── Provided records ──

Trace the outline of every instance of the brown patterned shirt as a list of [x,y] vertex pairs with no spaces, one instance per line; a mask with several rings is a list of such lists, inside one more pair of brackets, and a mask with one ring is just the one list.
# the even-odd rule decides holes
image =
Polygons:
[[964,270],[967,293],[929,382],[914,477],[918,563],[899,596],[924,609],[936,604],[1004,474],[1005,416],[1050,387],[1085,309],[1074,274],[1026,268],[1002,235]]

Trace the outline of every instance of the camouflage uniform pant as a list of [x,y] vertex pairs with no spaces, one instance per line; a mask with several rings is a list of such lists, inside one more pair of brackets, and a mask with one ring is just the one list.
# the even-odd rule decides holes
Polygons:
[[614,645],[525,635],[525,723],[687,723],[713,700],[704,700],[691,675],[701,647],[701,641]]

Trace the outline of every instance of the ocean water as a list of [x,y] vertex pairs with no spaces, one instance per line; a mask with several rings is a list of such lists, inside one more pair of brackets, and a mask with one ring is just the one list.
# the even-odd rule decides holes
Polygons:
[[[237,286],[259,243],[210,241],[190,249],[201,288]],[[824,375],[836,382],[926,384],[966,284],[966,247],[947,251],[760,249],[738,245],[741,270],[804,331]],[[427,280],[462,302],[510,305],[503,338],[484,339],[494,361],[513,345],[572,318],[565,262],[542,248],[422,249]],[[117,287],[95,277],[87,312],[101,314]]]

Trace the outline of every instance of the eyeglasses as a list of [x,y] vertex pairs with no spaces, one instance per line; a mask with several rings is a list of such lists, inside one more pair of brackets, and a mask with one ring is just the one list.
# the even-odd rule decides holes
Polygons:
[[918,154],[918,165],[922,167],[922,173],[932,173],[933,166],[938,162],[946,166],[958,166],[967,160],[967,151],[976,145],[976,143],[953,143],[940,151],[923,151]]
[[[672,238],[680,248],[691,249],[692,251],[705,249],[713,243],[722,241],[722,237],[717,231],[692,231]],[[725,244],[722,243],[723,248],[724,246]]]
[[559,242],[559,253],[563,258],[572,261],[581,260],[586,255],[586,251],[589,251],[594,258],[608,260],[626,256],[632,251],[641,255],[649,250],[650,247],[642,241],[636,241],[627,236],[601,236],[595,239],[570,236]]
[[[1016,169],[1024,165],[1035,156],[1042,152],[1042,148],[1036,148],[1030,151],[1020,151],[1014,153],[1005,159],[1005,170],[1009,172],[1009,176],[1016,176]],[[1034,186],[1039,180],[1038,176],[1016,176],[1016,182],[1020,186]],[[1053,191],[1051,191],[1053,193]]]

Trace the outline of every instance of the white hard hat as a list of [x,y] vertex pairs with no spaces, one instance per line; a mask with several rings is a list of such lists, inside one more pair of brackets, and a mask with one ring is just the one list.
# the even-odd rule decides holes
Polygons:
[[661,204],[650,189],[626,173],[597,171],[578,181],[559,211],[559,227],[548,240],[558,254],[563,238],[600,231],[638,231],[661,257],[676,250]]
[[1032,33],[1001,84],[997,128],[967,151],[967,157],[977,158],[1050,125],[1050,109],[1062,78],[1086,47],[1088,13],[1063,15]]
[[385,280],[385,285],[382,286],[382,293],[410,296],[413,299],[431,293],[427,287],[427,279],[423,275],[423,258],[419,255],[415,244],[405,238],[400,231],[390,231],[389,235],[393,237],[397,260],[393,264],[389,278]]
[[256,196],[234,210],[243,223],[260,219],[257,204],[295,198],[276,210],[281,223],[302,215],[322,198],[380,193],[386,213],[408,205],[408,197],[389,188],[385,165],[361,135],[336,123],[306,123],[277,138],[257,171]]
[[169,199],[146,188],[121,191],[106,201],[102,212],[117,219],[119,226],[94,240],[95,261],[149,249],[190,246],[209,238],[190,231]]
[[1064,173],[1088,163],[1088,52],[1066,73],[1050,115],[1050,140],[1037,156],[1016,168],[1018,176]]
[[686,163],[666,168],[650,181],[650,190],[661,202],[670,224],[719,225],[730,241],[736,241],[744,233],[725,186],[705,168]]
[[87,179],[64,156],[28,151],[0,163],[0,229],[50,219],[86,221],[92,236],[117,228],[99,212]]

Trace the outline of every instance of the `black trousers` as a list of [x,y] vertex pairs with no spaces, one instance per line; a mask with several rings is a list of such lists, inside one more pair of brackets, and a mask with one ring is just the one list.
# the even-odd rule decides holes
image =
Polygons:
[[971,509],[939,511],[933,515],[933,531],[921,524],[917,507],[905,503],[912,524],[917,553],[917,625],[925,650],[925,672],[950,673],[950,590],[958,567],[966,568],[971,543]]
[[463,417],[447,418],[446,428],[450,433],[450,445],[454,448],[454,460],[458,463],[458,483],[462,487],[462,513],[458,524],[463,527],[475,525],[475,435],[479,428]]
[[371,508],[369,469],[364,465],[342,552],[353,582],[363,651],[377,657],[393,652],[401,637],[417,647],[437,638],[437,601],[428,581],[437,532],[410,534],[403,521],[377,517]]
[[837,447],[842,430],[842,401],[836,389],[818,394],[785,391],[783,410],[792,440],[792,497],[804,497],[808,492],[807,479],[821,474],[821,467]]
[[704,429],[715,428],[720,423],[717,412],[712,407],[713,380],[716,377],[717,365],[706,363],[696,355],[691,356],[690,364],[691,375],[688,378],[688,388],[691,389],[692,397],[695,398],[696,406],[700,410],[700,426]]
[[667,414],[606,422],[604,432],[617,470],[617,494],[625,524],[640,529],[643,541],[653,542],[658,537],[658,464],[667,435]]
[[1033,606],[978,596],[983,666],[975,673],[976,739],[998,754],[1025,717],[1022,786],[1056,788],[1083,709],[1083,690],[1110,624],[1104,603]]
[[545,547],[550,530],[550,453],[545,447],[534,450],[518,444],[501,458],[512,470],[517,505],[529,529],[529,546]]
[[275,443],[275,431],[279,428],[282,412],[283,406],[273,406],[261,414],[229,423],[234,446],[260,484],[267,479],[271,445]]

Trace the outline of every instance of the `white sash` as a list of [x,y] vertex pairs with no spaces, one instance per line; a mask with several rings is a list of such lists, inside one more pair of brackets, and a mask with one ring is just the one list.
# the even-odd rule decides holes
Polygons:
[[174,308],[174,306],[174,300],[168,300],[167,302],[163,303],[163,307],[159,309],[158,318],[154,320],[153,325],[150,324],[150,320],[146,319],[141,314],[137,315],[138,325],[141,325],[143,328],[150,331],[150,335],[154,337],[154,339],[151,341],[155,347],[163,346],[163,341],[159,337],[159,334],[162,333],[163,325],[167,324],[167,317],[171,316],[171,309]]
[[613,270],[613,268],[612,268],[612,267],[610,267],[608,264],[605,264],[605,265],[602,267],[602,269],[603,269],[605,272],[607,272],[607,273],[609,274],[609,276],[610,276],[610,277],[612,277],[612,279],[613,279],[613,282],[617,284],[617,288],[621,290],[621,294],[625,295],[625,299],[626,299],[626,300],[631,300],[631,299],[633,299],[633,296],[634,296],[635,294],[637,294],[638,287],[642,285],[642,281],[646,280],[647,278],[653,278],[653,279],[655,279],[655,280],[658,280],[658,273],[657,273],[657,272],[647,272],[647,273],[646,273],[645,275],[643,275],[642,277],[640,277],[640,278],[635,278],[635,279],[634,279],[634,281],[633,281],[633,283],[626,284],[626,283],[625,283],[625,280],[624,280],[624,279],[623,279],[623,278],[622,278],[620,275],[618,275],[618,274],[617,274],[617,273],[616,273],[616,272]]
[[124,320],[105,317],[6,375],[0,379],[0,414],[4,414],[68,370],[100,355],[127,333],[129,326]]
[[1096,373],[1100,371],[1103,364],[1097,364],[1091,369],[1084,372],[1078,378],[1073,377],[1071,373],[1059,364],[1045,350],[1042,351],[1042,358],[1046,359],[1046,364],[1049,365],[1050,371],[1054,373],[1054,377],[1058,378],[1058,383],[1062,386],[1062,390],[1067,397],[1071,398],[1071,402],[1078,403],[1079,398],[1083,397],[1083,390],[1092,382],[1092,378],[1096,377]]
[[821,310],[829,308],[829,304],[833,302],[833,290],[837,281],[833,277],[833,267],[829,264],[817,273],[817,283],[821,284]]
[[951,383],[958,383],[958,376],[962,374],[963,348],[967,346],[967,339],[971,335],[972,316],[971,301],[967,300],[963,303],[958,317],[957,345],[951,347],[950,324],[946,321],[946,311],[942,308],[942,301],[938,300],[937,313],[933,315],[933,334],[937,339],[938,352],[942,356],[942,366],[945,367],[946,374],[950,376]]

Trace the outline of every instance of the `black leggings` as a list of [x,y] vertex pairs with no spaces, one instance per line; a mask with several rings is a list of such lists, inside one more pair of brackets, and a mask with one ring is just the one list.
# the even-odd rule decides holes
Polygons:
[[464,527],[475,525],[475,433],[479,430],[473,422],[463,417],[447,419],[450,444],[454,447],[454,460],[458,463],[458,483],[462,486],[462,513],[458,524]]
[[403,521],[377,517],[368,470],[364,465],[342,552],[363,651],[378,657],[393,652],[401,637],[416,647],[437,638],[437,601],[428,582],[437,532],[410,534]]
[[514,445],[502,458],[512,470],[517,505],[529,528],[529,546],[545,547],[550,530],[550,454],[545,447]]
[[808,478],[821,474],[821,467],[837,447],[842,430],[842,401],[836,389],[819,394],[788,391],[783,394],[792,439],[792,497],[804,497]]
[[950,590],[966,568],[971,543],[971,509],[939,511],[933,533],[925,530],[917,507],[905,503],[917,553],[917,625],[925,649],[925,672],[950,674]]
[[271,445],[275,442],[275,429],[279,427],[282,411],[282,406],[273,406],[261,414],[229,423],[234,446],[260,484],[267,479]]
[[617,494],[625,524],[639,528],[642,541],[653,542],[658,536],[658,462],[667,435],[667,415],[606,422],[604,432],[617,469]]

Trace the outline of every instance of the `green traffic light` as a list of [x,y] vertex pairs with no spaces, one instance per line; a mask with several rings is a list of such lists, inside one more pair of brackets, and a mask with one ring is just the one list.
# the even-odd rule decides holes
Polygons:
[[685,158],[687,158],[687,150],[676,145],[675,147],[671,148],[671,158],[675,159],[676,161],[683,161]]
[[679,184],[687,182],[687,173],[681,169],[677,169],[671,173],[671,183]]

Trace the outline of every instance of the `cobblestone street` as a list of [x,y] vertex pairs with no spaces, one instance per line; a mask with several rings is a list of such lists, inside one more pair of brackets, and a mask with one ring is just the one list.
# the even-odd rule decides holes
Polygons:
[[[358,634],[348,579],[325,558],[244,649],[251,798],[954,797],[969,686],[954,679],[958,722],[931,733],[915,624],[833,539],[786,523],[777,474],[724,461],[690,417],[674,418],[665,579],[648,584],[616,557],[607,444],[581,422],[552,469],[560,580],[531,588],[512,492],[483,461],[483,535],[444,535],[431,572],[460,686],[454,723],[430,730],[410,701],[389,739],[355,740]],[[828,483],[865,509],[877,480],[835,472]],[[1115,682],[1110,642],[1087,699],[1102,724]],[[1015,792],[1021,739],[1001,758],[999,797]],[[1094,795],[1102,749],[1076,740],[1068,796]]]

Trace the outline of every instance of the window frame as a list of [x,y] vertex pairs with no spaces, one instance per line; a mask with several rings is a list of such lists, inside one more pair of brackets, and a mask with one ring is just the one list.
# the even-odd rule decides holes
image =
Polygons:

───

[Task objective]: Begin with the first line of the listing above and write out each line exactly, ending with the line that contains "Trace the outline of every instance of the eyeglasses".

[Answer area]:
Trace the outline of every instance of the brown patterned shirt as a list of [x,y] vertex pairs with no spaces, one instance per line; a mask with several rings is a list of such lists, inside one more pair of brackets, and a mask with one ring is just the one list.
# the even-odd rule decides holes
image =
Polygons:
[[964,270],[967,293],[929,382],[914,477],[918,563],[899,596],[924,609],[936,604],[1004,474],[1005,416],[1050,387],[1085,309],[1074,274],[1026,268],[1002,235]]

Trace the outline of every instance of the camouflage uniform pant as a list of [x,y] vertex pairs with no spaces, one instance per line; a mask with several rings is a list of such lists, inside one more pair of brackets, and a mask with one ring is just the one list.
# the even-odd rule decides holes
Polygons:
[[614,645],[525,635],[525,723],[687,723],[713,700],[704,700],[691,675],[701,647],[701,641]]

Trace the outline of every instance of the ocean water as a list of [x,y] vertex pairs with no spaces, one instance per line; a mask with several rings is a list of such lists, inside one more pair of brackets, and a mask with one ring is just the one list.
# the even-odd rule decides holes
Polygons:
[[[237,286],[259,243],[210,241],[190,249],[201,288]],[[824,375],[836,382],[926,384],[966,284],[966,247],[947,251],[760,249],[738,245],[741,270],[804,331]],[[427,280],[462,302],[510,305],[503,338],[484,339],[494,361],[513,345],[572,318],[565,262],[542,248],[422,249]],[[117,287],[95,277],[87,312],[101,314]]]

Trace the outline of every instance of the eyeglasses as a list of [x,y] vertex pairs with no spaces, one instance per line; a mask with several rings is a list of such lists, inside one more pair of brackets, and a mask with one ring is just the one list.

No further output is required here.